The lines to reproduce run from the one containing "of the front" through the end of the records below. Reproduce them exactly and add nothing.
┄┄┄┄┄┄┄┄┄┄┄┄┄┄┄┄┄┄┄┄
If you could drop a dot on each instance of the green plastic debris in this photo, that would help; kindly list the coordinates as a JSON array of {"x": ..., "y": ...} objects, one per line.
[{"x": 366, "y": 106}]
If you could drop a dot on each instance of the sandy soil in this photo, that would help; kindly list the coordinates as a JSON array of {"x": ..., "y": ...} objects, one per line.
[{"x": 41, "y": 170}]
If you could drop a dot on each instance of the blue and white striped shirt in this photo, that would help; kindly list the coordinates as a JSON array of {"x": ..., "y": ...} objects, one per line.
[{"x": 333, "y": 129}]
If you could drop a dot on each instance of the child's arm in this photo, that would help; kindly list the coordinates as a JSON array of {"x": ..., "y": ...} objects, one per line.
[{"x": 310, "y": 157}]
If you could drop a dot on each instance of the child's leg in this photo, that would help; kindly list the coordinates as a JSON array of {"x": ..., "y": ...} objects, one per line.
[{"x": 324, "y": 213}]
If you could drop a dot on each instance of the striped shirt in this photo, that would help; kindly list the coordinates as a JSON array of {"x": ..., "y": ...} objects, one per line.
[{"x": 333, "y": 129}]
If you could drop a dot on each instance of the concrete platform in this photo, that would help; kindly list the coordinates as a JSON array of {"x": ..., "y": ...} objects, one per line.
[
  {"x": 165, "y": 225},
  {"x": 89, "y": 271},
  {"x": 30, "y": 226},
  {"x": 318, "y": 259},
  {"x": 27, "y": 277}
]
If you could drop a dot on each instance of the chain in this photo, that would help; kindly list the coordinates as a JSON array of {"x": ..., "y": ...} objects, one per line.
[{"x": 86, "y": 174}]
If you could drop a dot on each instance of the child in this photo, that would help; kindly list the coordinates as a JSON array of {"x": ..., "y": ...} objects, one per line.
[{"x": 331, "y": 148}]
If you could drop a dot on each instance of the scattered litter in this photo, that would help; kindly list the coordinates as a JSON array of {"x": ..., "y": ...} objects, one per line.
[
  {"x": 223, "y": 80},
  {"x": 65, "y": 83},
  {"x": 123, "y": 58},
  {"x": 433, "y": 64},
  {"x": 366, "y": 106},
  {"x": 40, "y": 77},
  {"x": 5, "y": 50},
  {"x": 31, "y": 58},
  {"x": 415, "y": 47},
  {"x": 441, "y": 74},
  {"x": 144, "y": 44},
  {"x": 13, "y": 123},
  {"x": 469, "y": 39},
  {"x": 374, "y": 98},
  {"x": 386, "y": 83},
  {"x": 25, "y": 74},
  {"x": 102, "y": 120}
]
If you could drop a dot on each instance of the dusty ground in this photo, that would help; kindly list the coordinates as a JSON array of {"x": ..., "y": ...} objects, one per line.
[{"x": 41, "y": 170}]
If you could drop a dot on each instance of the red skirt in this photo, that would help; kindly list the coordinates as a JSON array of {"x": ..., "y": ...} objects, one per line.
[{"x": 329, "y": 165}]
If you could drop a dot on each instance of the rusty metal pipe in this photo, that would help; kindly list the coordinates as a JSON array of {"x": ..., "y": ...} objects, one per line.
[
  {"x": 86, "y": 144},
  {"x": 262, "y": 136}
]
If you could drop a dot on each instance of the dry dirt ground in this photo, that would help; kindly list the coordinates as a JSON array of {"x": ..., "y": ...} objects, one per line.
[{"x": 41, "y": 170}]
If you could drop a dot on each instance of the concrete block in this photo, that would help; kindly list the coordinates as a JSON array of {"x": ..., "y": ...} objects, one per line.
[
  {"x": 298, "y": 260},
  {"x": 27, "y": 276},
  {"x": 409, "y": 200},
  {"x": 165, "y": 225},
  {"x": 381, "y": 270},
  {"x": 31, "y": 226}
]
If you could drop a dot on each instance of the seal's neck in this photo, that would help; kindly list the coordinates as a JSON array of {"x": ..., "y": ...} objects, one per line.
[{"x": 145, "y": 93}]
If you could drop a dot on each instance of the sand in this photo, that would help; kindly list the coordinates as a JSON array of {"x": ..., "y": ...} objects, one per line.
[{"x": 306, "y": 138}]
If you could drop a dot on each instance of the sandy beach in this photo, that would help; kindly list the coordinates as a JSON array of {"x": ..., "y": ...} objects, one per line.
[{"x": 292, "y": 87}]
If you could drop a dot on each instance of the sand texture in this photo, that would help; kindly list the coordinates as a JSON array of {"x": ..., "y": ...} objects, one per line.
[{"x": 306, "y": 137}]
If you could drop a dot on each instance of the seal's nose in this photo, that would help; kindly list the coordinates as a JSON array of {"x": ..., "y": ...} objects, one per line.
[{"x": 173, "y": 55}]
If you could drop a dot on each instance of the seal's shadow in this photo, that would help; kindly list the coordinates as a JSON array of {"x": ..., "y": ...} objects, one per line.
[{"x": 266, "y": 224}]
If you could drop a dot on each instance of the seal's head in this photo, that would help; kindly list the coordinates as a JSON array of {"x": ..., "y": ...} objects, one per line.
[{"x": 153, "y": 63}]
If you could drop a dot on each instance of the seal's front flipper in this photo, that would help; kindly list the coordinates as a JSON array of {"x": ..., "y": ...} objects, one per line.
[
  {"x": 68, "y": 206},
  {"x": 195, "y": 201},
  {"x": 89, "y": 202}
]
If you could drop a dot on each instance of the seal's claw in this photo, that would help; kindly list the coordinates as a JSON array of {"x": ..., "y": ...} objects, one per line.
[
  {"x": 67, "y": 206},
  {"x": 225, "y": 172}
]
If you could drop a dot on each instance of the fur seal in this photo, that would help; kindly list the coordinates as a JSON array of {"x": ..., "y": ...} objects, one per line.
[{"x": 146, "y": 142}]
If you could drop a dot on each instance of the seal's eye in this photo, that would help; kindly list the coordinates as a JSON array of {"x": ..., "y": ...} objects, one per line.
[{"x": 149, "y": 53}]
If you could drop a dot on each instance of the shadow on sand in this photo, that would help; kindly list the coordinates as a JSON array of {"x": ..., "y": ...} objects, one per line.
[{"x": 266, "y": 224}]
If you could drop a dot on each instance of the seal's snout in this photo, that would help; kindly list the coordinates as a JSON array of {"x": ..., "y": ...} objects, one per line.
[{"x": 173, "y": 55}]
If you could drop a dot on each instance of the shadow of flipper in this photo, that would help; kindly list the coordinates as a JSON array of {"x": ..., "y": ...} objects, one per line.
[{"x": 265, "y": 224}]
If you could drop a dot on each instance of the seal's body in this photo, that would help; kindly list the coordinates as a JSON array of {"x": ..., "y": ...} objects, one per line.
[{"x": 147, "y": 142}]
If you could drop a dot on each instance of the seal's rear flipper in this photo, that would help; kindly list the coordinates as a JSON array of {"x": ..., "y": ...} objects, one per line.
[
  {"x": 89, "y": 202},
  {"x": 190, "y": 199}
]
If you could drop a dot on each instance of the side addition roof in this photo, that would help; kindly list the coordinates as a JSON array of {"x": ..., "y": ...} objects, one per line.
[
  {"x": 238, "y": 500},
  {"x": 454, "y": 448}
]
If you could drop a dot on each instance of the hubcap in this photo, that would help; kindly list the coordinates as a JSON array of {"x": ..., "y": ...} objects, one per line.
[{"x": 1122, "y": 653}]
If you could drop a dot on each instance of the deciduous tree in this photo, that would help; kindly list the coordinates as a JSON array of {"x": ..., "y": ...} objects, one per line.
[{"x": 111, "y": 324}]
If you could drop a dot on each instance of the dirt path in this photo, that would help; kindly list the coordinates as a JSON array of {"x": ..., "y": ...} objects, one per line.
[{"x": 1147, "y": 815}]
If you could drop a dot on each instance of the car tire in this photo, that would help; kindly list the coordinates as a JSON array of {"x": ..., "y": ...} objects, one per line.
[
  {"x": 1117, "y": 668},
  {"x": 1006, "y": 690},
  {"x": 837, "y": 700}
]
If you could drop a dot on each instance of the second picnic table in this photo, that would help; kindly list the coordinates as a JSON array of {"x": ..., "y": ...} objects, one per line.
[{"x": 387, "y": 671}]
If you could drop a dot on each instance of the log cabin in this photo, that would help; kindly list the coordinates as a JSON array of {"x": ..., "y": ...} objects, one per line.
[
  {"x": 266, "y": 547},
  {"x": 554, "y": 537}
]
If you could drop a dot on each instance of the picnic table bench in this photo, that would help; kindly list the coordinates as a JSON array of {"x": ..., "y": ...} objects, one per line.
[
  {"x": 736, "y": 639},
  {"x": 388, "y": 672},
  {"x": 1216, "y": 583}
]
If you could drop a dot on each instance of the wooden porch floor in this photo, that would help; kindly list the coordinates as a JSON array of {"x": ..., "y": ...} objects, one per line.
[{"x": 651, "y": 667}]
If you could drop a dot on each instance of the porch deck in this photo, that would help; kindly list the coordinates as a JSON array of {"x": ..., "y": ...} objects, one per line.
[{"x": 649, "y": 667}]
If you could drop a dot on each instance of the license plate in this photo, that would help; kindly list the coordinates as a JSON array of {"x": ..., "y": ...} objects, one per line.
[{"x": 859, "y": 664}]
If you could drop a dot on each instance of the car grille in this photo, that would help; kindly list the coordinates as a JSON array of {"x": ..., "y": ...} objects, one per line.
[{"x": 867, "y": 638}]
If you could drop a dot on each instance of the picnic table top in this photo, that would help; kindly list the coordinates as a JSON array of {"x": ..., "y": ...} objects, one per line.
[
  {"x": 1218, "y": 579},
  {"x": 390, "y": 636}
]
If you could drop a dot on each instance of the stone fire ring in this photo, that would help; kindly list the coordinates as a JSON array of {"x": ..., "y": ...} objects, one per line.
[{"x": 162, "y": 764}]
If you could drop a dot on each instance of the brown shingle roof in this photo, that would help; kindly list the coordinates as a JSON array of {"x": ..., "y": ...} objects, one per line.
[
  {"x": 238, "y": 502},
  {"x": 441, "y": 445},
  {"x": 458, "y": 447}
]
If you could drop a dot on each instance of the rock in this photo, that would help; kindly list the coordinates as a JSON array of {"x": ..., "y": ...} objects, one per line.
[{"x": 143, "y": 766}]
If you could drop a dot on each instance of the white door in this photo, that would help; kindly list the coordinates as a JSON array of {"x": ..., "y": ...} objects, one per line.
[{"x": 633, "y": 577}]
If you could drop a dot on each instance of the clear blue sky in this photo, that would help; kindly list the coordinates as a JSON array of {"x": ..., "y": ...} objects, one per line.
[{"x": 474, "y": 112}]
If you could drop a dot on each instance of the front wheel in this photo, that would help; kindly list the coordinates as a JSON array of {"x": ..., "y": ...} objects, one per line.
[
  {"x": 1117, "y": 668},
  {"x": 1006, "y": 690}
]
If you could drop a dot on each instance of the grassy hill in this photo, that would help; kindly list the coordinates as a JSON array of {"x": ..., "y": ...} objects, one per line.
┄┄┄┄┄┄┄┄┄┄┄┄┄┄┄┄┄┄┄┄
Reply:
If you could drop a dot on each instance of the front wheel in this photo, that would help; kindly list the coordinates as a JSON array of {"x": ..., "y": ...} objects, one per line.
[
  {"x": 1117, "y": 668},
  {"x": 1006, "y": 690}
]
If you could drop a dot on each instance of the grassy hill in this photo, that would help; kindly list the coordinates as a JSON array of {"x": ..., "y": ...} objects, one per line.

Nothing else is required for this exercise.